● PROVIDED ENTRIES:
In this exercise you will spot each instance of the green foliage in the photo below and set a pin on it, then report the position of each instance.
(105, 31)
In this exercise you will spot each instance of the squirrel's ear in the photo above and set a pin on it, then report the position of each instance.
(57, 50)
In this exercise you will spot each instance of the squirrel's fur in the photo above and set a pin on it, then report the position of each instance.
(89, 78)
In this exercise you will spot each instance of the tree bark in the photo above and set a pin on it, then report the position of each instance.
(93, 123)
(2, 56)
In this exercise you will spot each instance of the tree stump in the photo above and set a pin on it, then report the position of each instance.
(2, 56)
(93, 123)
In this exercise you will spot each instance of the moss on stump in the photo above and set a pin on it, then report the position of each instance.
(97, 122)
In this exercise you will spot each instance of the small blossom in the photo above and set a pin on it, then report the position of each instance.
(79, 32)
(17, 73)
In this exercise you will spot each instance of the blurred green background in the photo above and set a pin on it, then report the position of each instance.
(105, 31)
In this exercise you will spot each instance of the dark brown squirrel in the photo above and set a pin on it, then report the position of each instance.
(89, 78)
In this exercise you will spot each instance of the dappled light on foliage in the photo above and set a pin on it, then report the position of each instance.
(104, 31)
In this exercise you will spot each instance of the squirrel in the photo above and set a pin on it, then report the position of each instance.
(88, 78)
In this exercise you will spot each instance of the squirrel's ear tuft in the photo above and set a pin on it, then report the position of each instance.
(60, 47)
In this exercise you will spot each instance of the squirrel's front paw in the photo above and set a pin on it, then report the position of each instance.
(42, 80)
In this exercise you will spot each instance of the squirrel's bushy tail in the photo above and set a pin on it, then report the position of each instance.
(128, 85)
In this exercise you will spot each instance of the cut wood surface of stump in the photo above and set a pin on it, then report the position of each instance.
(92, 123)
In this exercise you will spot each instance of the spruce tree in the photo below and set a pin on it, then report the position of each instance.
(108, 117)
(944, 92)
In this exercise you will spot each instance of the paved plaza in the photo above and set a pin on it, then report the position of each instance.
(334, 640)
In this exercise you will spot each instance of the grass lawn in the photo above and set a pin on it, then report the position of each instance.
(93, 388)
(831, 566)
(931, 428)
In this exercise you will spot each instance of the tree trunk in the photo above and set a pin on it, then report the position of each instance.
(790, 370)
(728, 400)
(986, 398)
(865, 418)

● WHAT THIS TASK INVOLVES: Give the records again, complete and exact.

● THE COMPLETED TASK:
In this exercise you will spot each instance of the green foliage in the photo below and set a pin on it, then report the position of each instance.
(105, 31)
In this exercise you will spot each instance of the squirrel's ear in the photo above and set a pin on it, then report the position of each instance.
(57, 50)
In this exercise you will spot each instance of the squirrel's fur in the photo above and set a pin on it, then report the position of each instance.
(89, 78)
In this exercise you will spot each instance of the tree bark in the photo above and set a pin on it, then report the position of each instance.
(93, 123)
(2, 56)
In this exercise you will spot each instance of the tree stump in the photo above and set a pin on it, then report the position of each instance.
(2, 56)
(93, 123)
In this exercise you will spot each instance of the moss on stump in the photo above and set a pin on it, then report the position of each instance.
(97, 122)
In this exercise you will spot each instance of the small blossom in the photo above and set a pin on it, then report the position of each instance.
(79, 32)
(17, 73)
In this exercise you will spot each instance of the blurred green background in the photo above and set a pin on it, then report the position of each instance.
(105, 31)
In this exercise you will spot each instance of the dark brown squirrel in the photo above and set a pin on it, then report the position of each instance.
(89, 78)
In this exercise you will spot each instance of the dappled light on foliage in the photo above and set a pin on it, then report the position of each instance.
(104, 31)
In this exercise you will spot each instance of the squirrel in the photo above and set a pin on it, then report the position of each instance.
(88, 78)
In this exercise you will spot each instance of the squirrel's ear tuft in the photo above and set a pin on it, then report the position of each instance.
(60, 47)
In this exercise you will spot each instance of the squirrel's front paw in the photo above and set a pin on it, then report the position of each instance.
(42, 80)
In this exercise you will spot each instance of the squirrel's bushy tail in the photo above and set a pin on it, then report the position of each instance.
(128, 85)
In this exercise you will spot each instance of the cut wood surface of stump in the photo above and set a pin on it, then report the position of each instance.
(92, 123)
In this exercise you will spot each instance of the spruce tree in the photo below and set a pin on it, then report the position of each instance.
(108, 117)
(944, 92)
In this exercise you will spot each instance of the paved plaza in the photo above and set a pin on it, then report the position of each instance.
(334, 640)
In this exercise you will spot each instance of the grass lawn in the photo above and set a pin on it, then report the position of each instance.
(93, 388)
(831, 566)
(931, 428)
In this exercise you will spot each instance of the tree trunk in the photo above and set a pin on it, then report the position of each instance.
(790, 370)
(728, 400)
(986, 398)
(865, 418)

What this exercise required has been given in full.